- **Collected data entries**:
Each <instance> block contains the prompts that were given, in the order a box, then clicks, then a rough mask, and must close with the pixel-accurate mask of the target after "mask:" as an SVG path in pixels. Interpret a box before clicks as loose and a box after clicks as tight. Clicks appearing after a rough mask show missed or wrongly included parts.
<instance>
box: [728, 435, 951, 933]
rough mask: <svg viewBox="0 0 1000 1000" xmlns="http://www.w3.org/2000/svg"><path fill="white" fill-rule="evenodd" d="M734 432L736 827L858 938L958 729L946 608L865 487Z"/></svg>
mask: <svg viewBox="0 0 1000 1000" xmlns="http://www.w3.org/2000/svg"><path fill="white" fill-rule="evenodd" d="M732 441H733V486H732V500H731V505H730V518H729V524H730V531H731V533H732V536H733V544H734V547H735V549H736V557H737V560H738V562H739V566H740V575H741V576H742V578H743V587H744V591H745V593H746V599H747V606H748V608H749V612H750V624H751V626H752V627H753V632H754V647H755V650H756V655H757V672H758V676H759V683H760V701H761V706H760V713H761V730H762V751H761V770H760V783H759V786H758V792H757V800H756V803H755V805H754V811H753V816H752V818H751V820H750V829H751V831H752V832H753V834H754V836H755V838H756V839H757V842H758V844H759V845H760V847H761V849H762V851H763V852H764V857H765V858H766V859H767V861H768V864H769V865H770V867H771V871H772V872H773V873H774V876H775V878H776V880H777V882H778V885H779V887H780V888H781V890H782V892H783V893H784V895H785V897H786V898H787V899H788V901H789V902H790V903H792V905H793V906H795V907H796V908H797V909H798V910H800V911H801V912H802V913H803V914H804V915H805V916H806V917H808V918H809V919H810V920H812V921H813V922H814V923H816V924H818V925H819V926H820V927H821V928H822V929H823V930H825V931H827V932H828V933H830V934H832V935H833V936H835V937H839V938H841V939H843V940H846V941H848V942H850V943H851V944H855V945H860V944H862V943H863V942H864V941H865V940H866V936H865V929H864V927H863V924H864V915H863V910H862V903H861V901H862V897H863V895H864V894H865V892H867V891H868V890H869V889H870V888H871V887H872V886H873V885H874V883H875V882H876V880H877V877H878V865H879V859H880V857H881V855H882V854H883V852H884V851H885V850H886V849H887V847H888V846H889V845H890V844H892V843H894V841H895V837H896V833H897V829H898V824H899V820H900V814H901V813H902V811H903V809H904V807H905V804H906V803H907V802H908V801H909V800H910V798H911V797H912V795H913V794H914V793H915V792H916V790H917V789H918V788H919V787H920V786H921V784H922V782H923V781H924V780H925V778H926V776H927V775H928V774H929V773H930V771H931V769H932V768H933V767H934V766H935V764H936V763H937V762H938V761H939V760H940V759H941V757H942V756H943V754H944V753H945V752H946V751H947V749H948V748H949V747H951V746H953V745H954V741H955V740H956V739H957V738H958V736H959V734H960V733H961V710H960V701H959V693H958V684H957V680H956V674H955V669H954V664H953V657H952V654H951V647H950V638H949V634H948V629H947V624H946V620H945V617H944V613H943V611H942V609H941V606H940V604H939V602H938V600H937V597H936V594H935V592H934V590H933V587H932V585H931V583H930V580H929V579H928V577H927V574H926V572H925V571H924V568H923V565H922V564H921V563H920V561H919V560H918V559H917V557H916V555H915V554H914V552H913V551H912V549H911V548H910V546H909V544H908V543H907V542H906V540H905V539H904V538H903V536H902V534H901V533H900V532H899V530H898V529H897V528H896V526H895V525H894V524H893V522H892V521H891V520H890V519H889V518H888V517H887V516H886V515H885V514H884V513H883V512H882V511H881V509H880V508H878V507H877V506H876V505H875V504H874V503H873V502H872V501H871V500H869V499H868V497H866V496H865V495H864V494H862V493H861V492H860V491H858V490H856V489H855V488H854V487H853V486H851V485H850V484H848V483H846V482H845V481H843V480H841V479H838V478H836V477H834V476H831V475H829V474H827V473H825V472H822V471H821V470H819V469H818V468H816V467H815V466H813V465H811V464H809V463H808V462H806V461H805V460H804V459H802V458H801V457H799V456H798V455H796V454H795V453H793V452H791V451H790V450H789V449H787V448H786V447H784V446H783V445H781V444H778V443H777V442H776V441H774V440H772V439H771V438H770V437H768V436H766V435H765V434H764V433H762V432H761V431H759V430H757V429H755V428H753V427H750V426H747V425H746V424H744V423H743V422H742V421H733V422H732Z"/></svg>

- **Problem to work on**:
Can you repeat everything from the beginning of the items above through the line containing "rough mask: <svg", word for word and including that line?

- **Response box**:
Each <instance> block contains the prompts that were given, in the order a box, then clicks, then a rough mask, and must close with the pixel-accurate mask of the target after "mask:" as an SVG path in pixels. Interpret a box before clicks as loose and a box after clicks as tight. Clicks appearing after a rough mask show missed or wrongly included parts.
<instance>
box: [728, 435, 951, 933]
rough mask: <svg viewBox="0 0 1000 1000" xmlns="http://www.w3.org/2000/svg"><path fill="white" fill-rule="evenodd" d="M734 432L736 827L858 938L958 729L946 608L865 487Z"/></svg>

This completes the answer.